_Set exercise_
Recast the entries below as a numbered list, omitting any blank lines.

_Dataset excerpts_
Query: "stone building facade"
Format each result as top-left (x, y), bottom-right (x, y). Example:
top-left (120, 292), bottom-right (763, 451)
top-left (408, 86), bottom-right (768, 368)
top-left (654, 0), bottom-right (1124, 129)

_Written response_
1. Query: "stone building facade"
2. Format each result as top-left (x, y), bottom-right (x, y). Example:
3. top-left (120, 292), bottom-right (763, 451)
4. top-left (408, 86), bottom-right (768, 368)
5. top-left (654, 0), bottom-right (1124, 129)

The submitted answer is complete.